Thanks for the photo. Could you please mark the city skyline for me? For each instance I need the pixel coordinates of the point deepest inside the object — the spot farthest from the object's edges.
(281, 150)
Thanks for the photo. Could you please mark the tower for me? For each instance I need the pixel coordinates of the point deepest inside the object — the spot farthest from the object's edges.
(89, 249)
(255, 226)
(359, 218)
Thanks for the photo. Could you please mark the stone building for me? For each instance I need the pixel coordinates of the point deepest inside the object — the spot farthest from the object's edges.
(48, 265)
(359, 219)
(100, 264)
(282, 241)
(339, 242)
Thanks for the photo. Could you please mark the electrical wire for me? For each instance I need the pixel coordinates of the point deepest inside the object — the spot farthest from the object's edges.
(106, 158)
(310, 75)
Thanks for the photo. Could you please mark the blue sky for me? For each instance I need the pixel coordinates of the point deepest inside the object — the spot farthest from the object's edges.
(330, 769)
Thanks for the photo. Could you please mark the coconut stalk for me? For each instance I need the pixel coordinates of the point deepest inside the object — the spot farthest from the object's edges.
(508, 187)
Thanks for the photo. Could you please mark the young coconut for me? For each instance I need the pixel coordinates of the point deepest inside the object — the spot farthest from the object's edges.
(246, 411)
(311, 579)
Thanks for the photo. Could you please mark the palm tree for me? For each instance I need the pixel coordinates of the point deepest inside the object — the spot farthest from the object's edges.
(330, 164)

## WHAT YOU SHOULD DO
Convert the lines above into a two-column CSV with the header row line_text,answer. Give one row for each line of wording, with the coordinates that follow it as its answer, put each field in double quotes, and replace any line breaks inside a field with spaces.

## CORRECT ANSWER
line_text,answer
"Thanks for the photo. Could you please mark the city skyline for me? For each instance I need the pixel coordinates of the point deepest inside the object — the spot farthest from the object's edges.","(281, 150)"
"Thanks for the photo. Could you please mark the tower for me? For each instance I need the pixel coordinates of the point deepest inside the object — the spot farthest from the object's edges.","(89, 249) (255, 226) (359, 218)"
"Thanks for the photo. Could you please mark the stone building for me? For each instance I need the pixel coordinates of the point deepest inside the object — the spot farthest from the object's edges.","(48, 265) (359, 219) (100, 264) (282, 241) (339, 242)"
"Thanks for the photo. Could you please mark the electrical wire for me? For each instance I need the pixel coordinates of the point deepest inside the object — the spot farthest from the object's edges.","(106, 158) (310, 75)"
"Thanks for the photo. Could you please mark the blue sky for me? For each instance I need the pixel coordinates of the point deepest inside the object — the spot farthest from the object's edges.","(330, 769)"
"Thanks for the photo. Could you please mark the coconut stalk for me? For each instance I need the pixel coordinates of the point deepest inside the object — the spot farthest from the object's edges.","(508, 187)"
"Thanks for the photo. Could you please mark the young coconut for me? For each instance I need the pixel coordinates of the point deepest inside the object — the spot farthest from the object's edges.","(246, 411) (311, 579)"
"Thanks for the photo. Could you please mark the palm tree for me? For each instance I need the pixel coordinates of the point deepest inside the object — the spot farthest from the object's edges.","(330, 164)"